Rewrite the lines below, replacing every occurrence of "in this picture" with "in this image" and leaving everything else unchanged.

= = = = =

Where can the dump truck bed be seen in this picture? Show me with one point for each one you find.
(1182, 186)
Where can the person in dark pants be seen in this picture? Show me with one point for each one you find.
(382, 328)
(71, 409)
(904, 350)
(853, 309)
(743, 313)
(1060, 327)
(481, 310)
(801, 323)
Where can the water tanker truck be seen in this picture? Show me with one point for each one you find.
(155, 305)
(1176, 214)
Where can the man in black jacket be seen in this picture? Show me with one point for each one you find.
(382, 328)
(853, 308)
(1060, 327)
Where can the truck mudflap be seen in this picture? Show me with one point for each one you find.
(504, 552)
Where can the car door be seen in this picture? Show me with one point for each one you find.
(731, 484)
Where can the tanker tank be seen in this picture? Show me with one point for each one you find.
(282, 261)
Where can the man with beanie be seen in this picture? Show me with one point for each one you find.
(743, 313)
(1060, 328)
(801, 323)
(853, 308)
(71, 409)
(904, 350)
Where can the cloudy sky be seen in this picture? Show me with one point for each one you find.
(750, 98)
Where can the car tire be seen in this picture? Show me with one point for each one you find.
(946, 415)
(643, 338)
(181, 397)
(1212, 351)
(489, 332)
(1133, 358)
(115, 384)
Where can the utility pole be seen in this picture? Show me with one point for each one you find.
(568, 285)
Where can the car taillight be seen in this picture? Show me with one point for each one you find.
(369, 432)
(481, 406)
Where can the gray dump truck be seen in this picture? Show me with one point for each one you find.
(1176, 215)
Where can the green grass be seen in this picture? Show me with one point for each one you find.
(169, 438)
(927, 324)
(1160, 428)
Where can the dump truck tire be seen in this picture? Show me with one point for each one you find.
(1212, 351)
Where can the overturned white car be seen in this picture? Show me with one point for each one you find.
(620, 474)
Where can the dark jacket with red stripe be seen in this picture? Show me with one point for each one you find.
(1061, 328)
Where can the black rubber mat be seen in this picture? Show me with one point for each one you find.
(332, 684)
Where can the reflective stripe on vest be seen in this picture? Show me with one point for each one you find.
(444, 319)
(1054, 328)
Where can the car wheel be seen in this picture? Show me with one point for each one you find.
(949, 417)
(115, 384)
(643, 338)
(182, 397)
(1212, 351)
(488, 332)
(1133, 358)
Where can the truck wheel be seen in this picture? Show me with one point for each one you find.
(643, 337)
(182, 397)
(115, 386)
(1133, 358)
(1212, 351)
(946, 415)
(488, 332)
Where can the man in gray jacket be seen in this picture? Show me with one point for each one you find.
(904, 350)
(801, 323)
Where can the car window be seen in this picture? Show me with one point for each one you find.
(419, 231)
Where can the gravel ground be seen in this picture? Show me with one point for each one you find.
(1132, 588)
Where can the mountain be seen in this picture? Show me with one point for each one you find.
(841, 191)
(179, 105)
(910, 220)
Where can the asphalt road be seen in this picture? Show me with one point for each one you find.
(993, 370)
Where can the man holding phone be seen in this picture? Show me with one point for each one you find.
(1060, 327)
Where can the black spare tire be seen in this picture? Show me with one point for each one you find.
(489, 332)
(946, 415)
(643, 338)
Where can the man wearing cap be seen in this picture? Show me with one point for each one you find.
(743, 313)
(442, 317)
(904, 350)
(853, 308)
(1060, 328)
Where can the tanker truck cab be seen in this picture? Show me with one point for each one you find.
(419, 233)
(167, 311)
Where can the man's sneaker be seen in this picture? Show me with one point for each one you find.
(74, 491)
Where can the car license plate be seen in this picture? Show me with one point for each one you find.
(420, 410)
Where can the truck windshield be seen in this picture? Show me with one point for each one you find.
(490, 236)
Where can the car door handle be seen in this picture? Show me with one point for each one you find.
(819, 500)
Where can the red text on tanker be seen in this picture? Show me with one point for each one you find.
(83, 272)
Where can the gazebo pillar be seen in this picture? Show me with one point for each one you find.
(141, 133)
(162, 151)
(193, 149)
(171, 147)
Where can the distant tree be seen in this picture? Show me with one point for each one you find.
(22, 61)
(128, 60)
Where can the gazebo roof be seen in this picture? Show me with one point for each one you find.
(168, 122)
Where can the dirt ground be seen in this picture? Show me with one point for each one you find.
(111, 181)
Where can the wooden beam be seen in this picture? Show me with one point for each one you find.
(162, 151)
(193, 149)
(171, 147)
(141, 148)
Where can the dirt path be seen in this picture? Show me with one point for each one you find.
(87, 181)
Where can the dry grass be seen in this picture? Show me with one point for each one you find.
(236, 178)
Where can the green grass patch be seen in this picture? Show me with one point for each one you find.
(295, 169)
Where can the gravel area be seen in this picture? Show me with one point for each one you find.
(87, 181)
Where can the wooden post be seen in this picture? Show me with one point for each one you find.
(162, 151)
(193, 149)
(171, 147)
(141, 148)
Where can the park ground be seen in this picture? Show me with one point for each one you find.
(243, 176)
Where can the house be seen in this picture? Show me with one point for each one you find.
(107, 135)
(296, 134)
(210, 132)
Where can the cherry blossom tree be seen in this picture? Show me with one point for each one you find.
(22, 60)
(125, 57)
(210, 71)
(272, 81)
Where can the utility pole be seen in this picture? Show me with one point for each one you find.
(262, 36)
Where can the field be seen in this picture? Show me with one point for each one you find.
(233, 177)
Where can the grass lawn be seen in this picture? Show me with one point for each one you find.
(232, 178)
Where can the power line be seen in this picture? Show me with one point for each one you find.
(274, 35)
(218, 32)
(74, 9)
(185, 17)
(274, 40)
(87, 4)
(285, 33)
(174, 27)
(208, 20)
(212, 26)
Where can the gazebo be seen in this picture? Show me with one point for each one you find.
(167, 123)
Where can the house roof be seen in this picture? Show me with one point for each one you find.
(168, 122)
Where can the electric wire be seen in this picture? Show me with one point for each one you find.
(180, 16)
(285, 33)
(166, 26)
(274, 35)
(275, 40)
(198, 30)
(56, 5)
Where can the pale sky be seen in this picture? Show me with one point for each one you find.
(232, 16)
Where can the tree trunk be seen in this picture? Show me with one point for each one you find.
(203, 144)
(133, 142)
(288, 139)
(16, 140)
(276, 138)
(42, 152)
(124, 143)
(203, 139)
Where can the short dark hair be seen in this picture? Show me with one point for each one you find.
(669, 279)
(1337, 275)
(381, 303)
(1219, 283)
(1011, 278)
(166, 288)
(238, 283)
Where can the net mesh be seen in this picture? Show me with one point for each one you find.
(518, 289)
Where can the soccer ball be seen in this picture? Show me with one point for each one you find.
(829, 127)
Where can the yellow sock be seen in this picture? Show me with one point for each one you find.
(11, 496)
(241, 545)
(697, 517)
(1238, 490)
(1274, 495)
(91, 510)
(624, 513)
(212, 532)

= = = = =

> [EXERCISE OUTPUT]:
Where can the dump truck bed be seen in this image? Show me with one point for each one you find.
(1182, 186)
Where can the person in dark pants be seen in this image? Show me with one point for each one you find.
(382, 328)
(71, 409)
(904, 350)
(853, 309)
(743, 313)
(1060, 327)
(481, 310)
(801, 323)
Where can the water tanker truck be seen in this image? Show me with one point for each one you find.
(155, 305)
(1176, 214)
Where can the man in black jacket be seen in this image? Show me with one point for each one you find.
(382, 328)
(853, 308)
(1060, 327)
Where can the truck mudflap be seen in this image? Show me with one point for each one you find.
(504, 552)
Where can the car door be seen in this image? Show me with one point for each one you find.
(731, 484)
Where can the tanker tank be seen in this image? Show me with one point for each one you find.
(282, 261)
Where can the man with beanie be seen in this image? Show me with one point for each one you find.
(743, 313)
(1060, 328)
(801, 323)
(853, 308)
(71, 409)
(904, 350)
Where can the cloudy sky be seen in this image? Show me with one point for each one you find.
(750, 98)
Where can the car tire be seen in this image? Show me with one point for each one you find.
(946, 415)
(643, 338)
(181, 397)
(1212, 351)
(489, 332)
(1133, 358)
(115, 384)
Where can the utility pole be seen in this image? Show me with one point for each one you find.
(568, 285)
Where can the car taillight be seen in this image? Show me with one point for each one you find.
(369, 432)
(481, 406)
Where can the gray dump truck be seen in this image? Show me with one point for each one you find.
(1176, 215)
Where can the green grass be seen in this image? Show me with one point for each one you find.
(169, 438)
(927, 324)
(1160, 428)
Where can the dump truck tire be seen in this image? Show me with one point for each one you find.
(1212, 351)
Where can the overturned white car be seen in this image? Show me with one point for each one you find.
(620, 474)
Where can the dark jacket with red stripe be seen in this image? Show me with one point for each one you find.
(1061, 328)
Where can the black rubber mat be seen in this image? Show me with one point for each one you find.
(332, 684)
Where can the reflective stripe on vest be seen in this image? Show me with one point for each one you find.
(444, 319)
(1054, 328)
Where can the car wheel be seen in this image? Show me with one point for each one you find.
(949, 417)
(115, 384)
(643, 338)
(182, 397)
(1212, 351)
(488, 332)
(1133, 358)
Where can the truck wheel be seen in this image? Show me with one point for each one you find.
(643, 337)
(182, 397)
(115, 386)
(1133, 358)
(1212, 351)
(946, 415)
(488, 332)
Where can the man in gray jacket be seen in this image? Show me with one point for each one you find.
(904, 350)
(801, 323)
Where can the car window be seen in this image? Show me with one point for each one you find.
(419, 231)
Where can the gravel ground be seen in this image? Show me with one point for each one you find.
(1132, 588)
Where can the mountain be seen in this image? Show me with one point for each one you find.
(841, 191)
(179, 105)
(910, 220)
Where can the asphalt road be seen in this image? Show me with one point for each one you find.
(993, 370)
Where can the man holding phone be seen in this image? Show me with one point for each one you find.
(1060, 327)
Where can the black spare tire be seen in this image? Show me with one point for each one you find.
(489, 332)
(946, 415)
(643, 338)
Where can the man wearing cap be seen in this image? Show me with one point for each one you find.
(743, 313)
(442, 317)
(904, 350)
(853, 308)
(1060, 328)
Where can the tanker truck cab be seen in this image? Show me with one point for each one you find.
(419, 233)
(167, 311)
Where can the man's sneaker be seen in this image? Show me with one point for each one you find.
(74, 491)
Where can the car license plate be seen in this image? Show me with one point for each one you find.
(420, 410)
Where can the truck windshield be seen in this image? Show me with one point for each one you find.
(490, 236)
Where can the car door handle be seen in this image? Show me with one point for each one you find.
(819, 500)
Where can the red text on tanker be seen in this image? Show me with one point for each one you find.
(83, 272)
Where can the gazebo pillar be seen in this image? Show me with one point for each one you find.
(141, 133)
(162, 151)
(193, 149)
(171, 147)
Where can the distant tree be seen in this image? Show me with one point for each one you find.
(22, 61)
(128, 60)
Where can the gazebo roof be seen in this image? Show me with one point for each one you find.
(168, 122)
Where can the dirt ground be seen in this image? Show me with one point for each one you find.
(111, 181)
Where can the wooden beam be seen in this image? Show me with one point for each one you find.
(162, 151)
(193, 149)
(171, 147)
(141, 148)
Where can the dirt path be seen in this image? Show me with one point for each one you find.
(87, 181)
Where can the dry grass be seen in this image? Show me with one point for each one you find.
(236, 178)
Where can the green grass patch be seen in this image? Show me with one point for each one you find.
(295, 169)
Where can the gravel area be seen in this image? Show me with one point for each one you find.
(87, 181)
Where can the wooden post be seen in this image? Show me with one point for each one you find.
(162, 151)
(193, 149)
(171, 147)
(141, 148)
Where can the park ground be seen in this image? Show me with one point for each one you find.
(243, 176)
Where can the house be seen in this image? Show me with one point for each one you find.
(107, 135)
(296, 134)
(210, 132)
Where can the cherry blossom tree be seen in this image? Show me with one point for each one you find.
(22, 60)
(125, 57)
(210, 71)
(272, 81)
Where can the utility pole be seen in this image? Show me with one point for each one you find.
(262, 36)
Where can the field be seen in this image? Show me with one point for each one you find.
(233, 177)
Where can the grass lawn be seen in this image? Show me with one point for each one you find.
(232, 178)
Where can the power line be seen in this image? Show me with one point for each one you find.
(274, 35)
(218, 32)
(74, 9)
(185, 17)
(274, 40)
(87, 4)
(285, 33)
(174, 27)
(208, 20)
(212, 26)
Where can the gazebo be seen in this image? Show me with one point for each one you find.
(167, 123)
Where can the house roof be seen in this image? Show me with one point for each one you find.
(168, 122)
Where can the electric wire be seen in this image? Show me with one point for each one you find.
(180, 16)
(285, 33)
(166, 26)
(274, 35)
(275, 40)
(198, 30)
(56, 5)
Where can the pale sky be seen in this image? Show me with one point for each one you find.
(232, 16)
Where can the tree trunk be seen in this image? Show me with one point for each one you find.
(203, 144)
(133, 142)
(288, 139)
(16, 140)
(276, 138)
(42, 152)
(124, 143)
(203, 139)
Where can the short dark hair be seen in this image? Show me with one point for each one you find.
(669, 279)
(1337, 275)
(381, 303)
(1219, 283)
(1011, 278)
(166, 288)
(238, 283)
Where can the net mesh be seen in this image? Show me with one point for each one you find.
(518, 289)
Where can the soccer ball be seen in this image? Show me with one point for each one you find.
(829, 127)
Where can the yellow sock be seen in this image? Show me with one point for each one you find.
(11, 496)
(241, 545)
(697, 517)
(1238, 490)
(1274, 495)
(91, 510)
(624, 513)
(212, 532)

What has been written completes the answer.